ASG GLOBAL ALTERNATIVES FUND

Supplement dated September 14, 2018 to the Prospectus and Summary Prospectus of ASG Global Alternatives Fund, each dated May 1, 2018, as may be revised and supplemented from time to time:

On September 14, 2018, the Board of Trustees (the “Board”) of Natixis Funds Trust II (the “Trust”) approved changes to the principal investment strategies of ASG Global Alternatives Fund (the “Fund”). Effective at the close of business on October 31, 2018, the Fund’s principal investment strategies will be amended and restated as described below.

Effective at the close of business on October 31, 2018, the sub-section “Principal Investment Strategies” within the “Fund Summary” and “Investment Goals, Strategies and Risks” sections is hereby replaced with the following with regard to the Fund:

The Fund seeks to achieve long and short exposure to global equity, bond, currency and commodity markets through a wide range of derivative instruments and direct investments. Under normal market conditions, the Adviser typically will make extensive use of derivative instruments, in particular futures, forward contracts and swaps on global equity and fixed-income securities, securities indices (including both broad- and narrow-based securities indices), currencies, commodities and other instruments. These investments are intended to provide the Fund with risk and return characteristics similar to those of a diversified portfolio of hedge funds. The Fund may also make direct long and short investments in equity and fixed-income securities.

The Fund seeks to generate absolute returns over time rather than track the performance of any particular index of hedge fund returns. In selecting investments for the Fund, the Adviser uses quantitative models to estimate the market exposures that drive the aggregate returns of a diverse set of hedge funds. The Adviser seeks to capture these market exposures in the aggregate while adding value through dynamic allocation among market exposures and volatility management. These market exposures may include, for example, exposures to the returns of stocks, fixed-income securities (including U.S. and non-U.S. government securities, as well as corporate debt securities), currencies and commodities. In estimating these market exposures, the Adviser may use various approaches, including analyses of the returns of hedge funds included in one or more commercially available databases selected by the Adviser (for example, the Lipper TASS hedge fund database) and regulatory filings. The Fund may also directly employ various strategies commonly used by hedge funds that seek to profit from underlying risk factors, such as merger arbitrage and trend-following strategies. In a merger arbitrage strategy, the Adviser buys shares of target companies in corporate reorganizations and establishes short positions in shares of the acquiring companies. Trend-following strategies employ directional signals to invest either long or short in assets whose values are rising or falling, respectively.

The Adviser will have great flexibility to allocate the Fund’s exposure among various securities, indices, currencies, commodities and other instruments; the amount of the Fund’s assets that may be allocated to various strategies and among investments is expected to vary over time. When buying and selling securities and other instruments for the Fund, the Adviser also may consider other factors, such as: (i) the Fund’s obligations under its various derivative positions; (ii) portfolio rebalancing; (iii) redemption requests; (iv) yield management; (v) credit management; and (vi) volatility management. The Fund will not invest directly in hedge funds. The Fund may invest in non-U.S. securities and instruments and securities and instruments traded outside the United States, and expects to engage in non-U.S. currency transactions.

#### [Data provided]

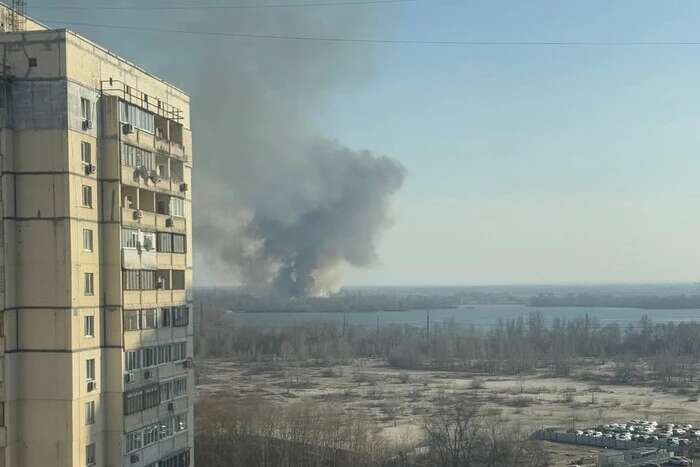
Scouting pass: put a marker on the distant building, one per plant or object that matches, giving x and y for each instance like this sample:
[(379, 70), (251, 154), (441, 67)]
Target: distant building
[(96, 260), (633, 458)]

#### [Problem A]
From the ASG Global Alternatives Fund supplement, list every factor that the Adviser may consider when buying and selling securities and other instruments for the Fund.
#### [Problem B]
Reproduce a passage of the ASG Global Alternatives Fund supplement word for word, beginning at the words "On September 14, 2018, the" and stopping after the words "as described below.".
#### [Problem C]
Answer these questions using the ASG Global Alternatives Fund supplement:
(i) On what date did the Board of Trustees approve the changes to the Fund's principal investment strategies?
(ii) Which hedge fund database is named as an example of the commercially available databases the Adviser may use?
(iii) In a merger arbitrage strategy, in whose shares does the Adviser establish short positions?

#### [Reply A]
- The Fund's obligations under its various derivative positions
- Portfolio rebalancing
- Redemption requests
- Yield management
- Credit management
- Volatility management

#### [Reply B]
On September 14, 2018, the Board of Trustees (the “Board”) of Natixis Funds Trust II (the “Trust”) approved changes to the principal investment strategies of ASG Global Alternatives Fund (the “Fund”). Effective at the close of business on October 31, 2018, the Fund’s principal investment strategies will be amended and restated as described below.

#### [Reply C]
(i) September 14, 2018
(ii) The Lipper TASS hedge fund database
(iii) The acquiring companies